[Saved entries]
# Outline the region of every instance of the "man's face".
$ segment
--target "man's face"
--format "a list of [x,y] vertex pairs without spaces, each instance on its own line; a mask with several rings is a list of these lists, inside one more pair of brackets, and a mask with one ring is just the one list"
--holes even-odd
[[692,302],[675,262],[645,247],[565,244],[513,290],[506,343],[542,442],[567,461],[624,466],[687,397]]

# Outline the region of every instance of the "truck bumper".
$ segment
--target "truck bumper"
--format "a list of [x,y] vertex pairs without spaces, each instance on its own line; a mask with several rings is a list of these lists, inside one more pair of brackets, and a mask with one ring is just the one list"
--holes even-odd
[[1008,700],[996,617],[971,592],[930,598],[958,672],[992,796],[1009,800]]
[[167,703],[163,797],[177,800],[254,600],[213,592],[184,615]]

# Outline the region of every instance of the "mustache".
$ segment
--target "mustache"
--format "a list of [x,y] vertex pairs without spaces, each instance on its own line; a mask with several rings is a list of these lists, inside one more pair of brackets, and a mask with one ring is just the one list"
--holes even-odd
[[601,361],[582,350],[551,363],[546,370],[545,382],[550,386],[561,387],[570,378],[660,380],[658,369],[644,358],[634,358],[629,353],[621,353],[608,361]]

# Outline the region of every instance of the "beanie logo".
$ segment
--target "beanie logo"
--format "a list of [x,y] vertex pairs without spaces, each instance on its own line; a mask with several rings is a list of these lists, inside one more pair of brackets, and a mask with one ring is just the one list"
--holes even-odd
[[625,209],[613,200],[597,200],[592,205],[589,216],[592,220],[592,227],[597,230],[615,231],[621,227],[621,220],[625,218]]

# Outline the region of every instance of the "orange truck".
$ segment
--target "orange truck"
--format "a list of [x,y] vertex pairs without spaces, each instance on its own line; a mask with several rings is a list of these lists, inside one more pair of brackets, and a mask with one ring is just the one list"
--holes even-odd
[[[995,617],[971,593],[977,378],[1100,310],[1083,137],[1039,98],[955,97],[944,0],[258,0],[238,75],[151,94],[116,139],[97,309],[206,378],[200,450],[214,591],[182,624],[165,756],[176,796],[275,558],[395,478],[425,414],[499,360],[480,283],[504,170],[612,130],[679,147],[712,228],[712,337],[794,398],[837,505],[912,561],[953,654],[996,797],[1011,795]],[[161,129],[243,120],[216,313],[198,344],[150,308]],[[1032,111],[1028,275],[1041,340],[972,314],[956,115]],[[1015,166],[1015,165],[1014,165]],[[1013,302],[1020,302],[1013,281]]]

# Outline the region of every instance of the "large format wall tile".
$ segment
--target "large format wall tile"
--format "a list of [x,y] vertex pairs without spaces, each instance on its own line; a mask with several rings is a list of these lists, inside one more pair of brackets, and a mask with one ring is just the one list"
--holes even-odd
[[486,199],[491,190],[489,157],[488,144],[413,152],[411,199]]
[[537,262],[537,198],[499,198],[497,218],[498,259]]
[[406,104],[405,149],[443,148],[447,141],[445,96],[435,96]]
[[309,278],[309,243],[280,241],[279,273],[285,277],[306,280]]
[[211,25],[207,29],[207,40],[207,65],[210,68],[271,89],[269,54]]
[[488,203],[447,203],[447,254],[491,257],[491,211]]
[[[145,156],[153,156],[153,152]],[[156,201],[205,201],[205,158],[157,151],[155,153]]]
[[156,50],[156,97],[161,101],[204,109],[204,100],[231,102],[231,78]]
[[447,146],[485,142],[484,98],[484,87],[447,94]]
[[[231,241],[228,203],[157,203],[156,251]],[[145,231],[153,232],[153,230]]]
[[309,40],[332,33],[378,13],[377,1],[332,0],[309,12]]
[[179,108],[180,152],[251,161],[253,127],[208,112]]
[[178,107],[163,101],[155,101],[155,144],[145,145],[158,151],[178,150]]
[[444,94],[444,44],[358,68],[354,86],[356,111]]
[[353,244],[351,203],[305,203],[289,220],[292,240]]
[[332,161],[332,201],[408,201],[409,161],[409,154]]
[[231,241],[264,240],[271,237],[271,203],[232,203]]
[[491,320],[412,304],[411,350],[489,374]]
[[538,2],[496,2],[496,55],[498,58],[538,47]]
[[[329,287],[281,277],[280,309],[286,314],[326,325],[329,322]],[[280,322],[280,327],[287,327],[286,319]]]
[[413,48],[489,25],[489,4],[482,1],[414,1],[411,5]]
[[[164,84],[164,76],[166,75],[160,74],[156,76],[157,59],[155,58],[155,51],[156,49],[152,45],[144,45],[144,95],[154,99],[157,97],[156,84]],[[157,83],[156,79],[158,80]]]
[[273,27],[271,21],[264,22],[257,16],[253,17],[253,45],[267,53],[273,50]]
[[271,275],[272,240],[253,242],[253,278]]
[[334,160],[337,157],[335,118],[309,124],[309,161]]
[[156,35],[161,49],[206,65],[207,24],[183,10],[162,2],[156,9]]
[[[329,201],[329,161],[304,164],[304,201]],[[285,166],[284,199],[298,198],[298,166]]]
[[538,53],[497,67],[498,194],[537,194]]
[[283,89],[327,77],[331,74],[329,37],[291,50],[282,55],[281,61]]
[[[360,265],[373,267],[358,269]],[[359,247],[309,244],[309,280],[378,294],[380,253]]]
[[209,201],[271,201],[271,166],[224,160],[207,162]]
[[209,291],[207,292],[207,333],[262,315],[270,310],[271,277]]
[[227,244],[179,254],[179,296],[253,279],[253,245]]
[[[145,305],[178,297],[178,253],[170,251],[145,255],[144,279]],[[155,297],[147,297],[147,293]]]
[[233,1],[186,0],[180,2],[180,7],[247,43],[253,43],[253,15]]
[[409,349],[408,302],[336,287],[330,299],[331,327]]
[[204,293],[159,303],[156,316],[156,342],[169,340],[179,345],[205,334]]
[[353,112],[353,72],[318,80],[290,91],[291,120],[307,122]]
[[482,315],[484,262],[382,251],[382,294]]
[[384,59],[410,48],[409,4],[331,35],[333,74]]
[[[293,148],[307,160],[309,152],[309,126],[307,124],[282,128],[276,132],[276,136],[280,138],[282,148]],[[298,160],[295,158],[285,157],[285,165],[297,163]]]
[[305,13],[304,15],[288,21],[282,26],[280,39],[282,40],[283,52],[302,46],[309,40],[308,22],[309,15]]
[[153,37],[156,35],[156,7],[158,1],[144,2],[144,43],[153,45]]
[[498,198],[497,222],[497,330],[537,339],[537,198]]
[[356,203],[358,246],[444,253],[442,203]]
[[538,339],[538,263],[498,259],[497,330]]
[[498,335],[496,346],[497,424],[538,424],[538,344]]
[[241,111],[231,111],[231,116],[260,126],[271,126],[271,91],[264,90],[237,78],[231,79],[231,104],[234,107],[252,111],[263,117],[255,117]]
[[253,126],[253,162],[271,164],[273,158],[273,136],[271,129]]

### Problem to solve
In the records above, find each line with the word "region" and copy it.

### Result
# Outline the region of every instance of the "man's face".
# Outline the region of every instance of the "truck bumper".
# Outline the region of every instance of the "mustache".
# Outline the region of every instance of the "beanie logo".
# Outline the region of every instance of the "orange truck".
# Outline the region of every instance of the "large format wall tile".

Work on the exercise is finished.